NPB Week: Masahiro Tanaka

The international posting periods have begun! This week we look at 5 names from the NPB who could make an impact in the MLB.


The History of Masahiro Tanaka:

Born on November 1st, 1988 the right-handed pitcher began his professional career at 18 years old in 2007. This was quite young by Japanese standards, but with how Tanaka had just set a Japanese High School record by striking out 458 batters during his career three different teams selected him in the first round of the 2006 NPB High School Draft. (This is a system developed to give more power to the player, which then allows the player to negotiate with each team on contracts/signing bonuses/etc.) Ultimately, he signed an annual contract for 15 million yen with a 100 million yen signing bonus with the Tohoko Rakuten Golden Eagles.

※

--- WRITTEN PROBLEM 1 ---
According to the Masahiro Tanaka passage, how many batters did Tanaka strike out to set a Japanese High School record?
The Masahiro Tanaka passage and the listing that comes after it are unrelated material.

※

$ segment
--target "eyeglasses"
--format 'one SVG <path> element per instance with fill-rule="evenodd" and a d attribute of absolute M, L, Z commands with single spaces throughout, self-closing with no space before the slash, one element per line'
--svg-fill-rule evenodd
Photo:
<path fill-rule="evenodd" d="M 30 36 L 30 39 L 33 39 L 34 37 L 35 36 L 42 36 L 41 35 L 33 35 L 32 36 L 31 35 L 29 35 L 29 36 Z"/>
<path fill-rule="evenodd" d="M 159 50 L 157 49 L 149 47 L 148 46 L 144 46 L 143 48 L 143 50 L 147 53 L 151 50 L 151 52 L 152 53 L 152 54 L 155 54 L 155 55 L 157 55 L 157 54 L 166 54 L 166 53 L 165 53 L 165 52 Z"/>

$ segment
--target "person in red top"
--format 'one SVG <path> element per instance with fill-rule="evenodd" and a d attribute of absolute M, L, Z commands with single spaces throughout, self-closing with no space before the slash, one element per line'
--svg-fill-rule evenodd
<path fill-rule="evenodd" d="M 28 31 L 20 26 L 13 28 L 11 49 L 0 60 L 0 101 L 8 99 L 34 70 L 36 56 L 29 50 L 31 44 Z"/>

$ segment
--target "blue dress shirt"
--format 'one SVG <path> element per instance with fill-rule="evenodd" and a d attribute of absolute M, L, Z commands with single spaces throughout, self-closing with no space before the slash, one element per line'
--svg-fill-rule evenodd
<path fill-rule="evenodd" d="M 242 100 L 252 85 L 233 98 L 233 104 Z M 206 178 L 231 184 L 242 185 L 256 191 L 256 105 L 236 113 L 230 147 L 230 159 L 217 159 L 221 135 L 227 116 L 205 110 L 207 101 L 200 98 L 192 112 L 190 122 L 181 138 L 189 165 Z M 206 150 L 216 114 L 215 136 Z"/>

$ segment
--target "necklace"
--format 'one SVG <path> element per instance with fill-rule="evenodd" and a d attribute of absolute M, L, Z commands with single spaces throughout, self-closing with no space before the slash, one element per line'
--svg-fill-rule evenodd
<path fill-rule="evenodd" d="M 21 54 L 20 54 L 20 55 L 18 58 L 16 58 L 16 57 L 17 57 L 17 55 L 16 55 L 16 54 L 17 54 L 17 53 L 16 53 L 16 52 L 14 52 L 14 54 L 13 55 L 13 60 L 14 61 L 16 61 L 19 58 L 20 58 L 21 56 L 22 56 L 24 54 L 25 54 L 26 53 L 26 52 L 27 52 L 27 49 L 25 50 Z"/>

※

--- WRITTEN PROBLEM 2 ---
Render the lines of the listing from its first line through the line containing "159 50 L 157", inclusive, as a JSON list of strings with one string per line and blank lines omitted.

--- RESULT 1 ---
458 batters

--- RESULT 2 ---
[
  "$ segment",
  "--target \"eyeglasses\"",
  "--format 'one SVG <path> element per instance with fill-rule=\"evenodd\" and a d attribute of absolute M, L, Z commands with single spaces throughout, self-closing with no space before the slash, one element per line'",
  "--svg-fill-rule evenodd",
  "Photo:",
  "<path fill-rule=\"evenodd\" d=\"M 30 36 L 30 39 L 33 39 L 34 37 L 35 36 L 42 36 L 41 35 L 33 35 L 32 36 L 31 35 L 29 35 L 29 36 Z\"/>",
  "<path fill-rule=\"evenodd\" d=\"M 159 50 L 157 49 L 149 47 L 148 46 L 144 46 L 143 48 L 143 50 L 147 53 L 151 50 L 151 52 L 152 53 L 152 54 L 155 54 L 155 55 L 157 55 L 157 54 L 166 54 L 166 53 L 165 53 L 165 52 Z\"/>"
]